▶ **Selected excerpt**
Trillium govanianum
- Conservation status: Endangered (IUCN 3.1)

Scientific classification
- Kingdom: Plantae
- Clade: Embryophytes
- Clade: Tracheophytes
- Clade: Spermatophytes
- Clade: Angiosperms
- Clade: Monocots
- Order: Liliales
- Family: Melanthiaceae
- Genus: Trillium
- Species: T. govanianum
- Binomial name: Trillium govanianum Wall. ex D.Don
- Synonyms: Trillidium govanianum (Wall. ex D.Don) Kunth;

= Trillium govanianum =

- Genus: Trillium
- Species: govanianum
- Authority: Wall. ex D.Don
- Conservation status: EN
- Synonyms: Trillidium govanianum

Species of flowering plant

Trillium govanianum (Hindi name: nag chhatri) is a high-value medicinal herb belonging to the family Melanthiaceae and is mainly distributed from Pakistan to Bhutan between the altitudinal ranges of 2500–4000 metres above sea level across the Himalayan region. It is a native species of the Himalayas, usually preferring shady areas in the forest for its profuse growth.

▶ **Task requirements**
From the Trillium govanianum page, return the passage starting with "Trillium govanianum (Hindi" and going on through "its profuse growth.", copied exactly. The entries play no part in this work.

▶ **Information shown**

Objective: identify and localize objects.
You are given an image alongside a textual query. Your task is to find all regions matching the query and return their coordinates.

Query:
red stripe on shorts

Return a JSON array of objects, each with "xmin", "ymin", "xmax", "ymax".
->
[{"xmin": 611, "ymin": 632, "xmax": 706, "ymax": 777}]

▶ **Result of this exercise**
Trillium govanianum (Hindi name: nag chhatri) is a high-value medicinal herb belonging to the family Melanthiaceae and is mainly distributed from Pakistan to Bhutan between the altitudinal ranges of 2500–4000 metres above sea level across the Himalayan region. It is a native species of the Himalayas, usually preferring shady areas in the forest for its profuse growth.